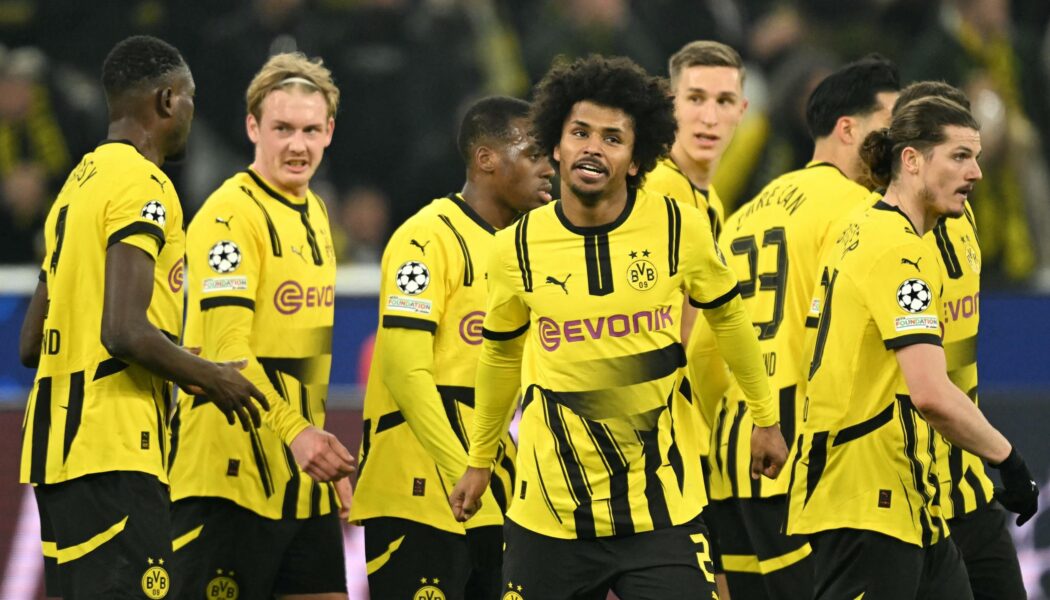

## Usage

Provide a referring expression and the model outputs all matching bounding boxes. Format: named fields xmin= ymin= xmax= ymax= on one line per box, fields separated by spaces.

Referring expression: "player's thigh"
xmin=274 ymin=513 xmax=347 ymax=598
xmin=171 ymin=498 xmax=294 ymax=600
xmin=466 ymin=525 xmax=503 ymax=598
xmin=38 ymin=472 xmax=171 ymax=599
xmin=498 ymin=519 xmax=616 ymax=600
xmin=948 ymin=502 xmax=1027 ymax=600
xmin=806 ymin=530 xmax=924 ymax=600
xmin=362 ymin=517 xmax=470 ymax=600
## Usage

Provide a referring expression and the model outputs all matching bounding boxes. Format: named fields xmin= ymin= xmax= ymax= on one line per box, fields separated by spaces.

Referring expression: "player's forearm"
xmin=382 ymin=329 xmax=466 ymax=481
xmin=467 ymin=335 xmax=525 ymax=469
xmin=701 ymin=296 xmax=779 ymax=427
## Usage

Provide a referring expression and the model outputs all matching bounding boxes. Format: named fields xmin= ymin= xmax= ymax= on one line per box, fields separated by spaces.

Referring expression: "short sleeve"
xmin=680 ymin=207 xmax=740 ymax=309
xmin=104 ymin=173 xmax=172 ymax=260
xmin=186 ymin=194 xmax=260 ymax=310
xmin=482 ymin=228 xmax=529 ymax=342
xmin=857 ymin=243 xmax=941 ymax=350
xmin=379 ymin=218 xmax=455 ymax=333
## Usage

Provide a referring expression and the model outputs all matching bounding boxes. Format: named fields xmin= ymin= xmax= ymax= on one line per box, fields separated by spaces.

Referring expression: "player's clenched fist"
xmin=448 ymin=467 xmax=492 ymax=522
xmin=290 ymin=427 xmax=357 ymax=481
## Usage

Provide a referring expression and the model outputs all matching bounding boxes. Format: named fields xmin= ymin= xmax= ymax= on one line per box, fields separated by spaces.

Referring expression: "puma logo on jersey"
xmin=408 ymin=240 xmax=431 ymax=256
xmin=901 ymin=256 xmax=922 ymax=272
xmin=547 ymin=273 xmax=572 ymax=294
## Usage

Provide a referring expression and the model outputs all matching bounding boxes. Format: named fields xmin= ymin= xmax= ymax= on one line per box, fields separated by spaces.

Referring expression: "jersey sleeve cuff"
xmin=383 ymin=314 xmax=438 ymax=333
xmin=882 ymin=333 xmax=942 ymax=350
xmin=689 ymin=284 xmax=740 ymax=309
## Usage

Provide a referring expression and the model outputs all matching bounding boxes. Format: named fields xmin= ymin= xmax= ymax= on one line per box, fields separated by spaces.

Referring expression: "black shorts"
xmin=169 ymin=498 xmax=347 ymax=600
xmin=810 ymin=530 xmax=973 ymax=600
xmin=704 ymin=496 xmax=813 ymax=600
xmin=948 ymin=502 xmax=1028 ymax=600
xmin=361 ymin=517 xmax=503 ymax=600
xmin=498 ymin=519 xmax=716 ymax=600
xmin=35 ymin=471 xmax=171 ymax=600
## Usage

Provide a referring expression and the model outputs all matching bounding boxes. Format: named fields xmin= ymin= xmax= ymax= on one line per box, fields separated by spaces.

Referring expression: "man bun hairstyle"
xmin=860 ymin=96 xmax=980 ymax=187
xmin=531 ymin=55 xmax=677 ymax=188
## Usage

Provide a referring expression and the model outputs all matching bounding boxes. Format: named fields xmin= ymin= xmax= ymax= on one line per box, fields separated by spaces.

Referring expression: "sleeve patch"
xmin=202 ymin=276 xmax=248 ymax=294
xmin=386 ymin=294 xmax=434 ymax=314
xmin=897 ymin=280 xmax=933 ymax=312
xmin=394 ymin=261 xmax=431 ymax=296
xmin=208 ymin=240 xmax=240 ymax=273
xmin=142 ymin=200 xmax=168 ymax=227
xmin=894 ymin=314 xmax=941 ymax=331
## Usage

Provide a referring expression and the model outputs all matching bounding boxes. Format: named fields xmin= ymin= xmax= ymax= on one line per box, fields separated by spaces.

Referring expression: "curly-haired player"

■ **Aim of the exercise**:
Begin at the first line of the rows and stop after the line containing "xmin=362 ymin=517 xmax=470 ymax=600". Reproduce that span with "knee" substituted for "thigh", changing nothing else and omitting the pictures.

■ **Written response**:
## Usage

Provide a referring expression and the model outputs all matching bounding boxes. Format: named fields xmin= ymin= xmax= ymax= on one line per box, fields separated by spaces.

Referring expression: "player's knee"
xmin=274 ymin=513 xmax=347 ymax=598
xmin=171 ymin=498 xmax=294 ymax=600
xmin=466 ymin=525 xmax=503 ymax=598
xmin=38 ymin=472 xmax=171 ymax=599
xmin=498 ymin=519 xmax=616 ymax=600
xmin=948 ymin=502 xmax=1027 ymax=600
xmin=806 ymin=530 xmax=924 ymax=600
xmin=362 ymin=517 xmax=470 ymax=600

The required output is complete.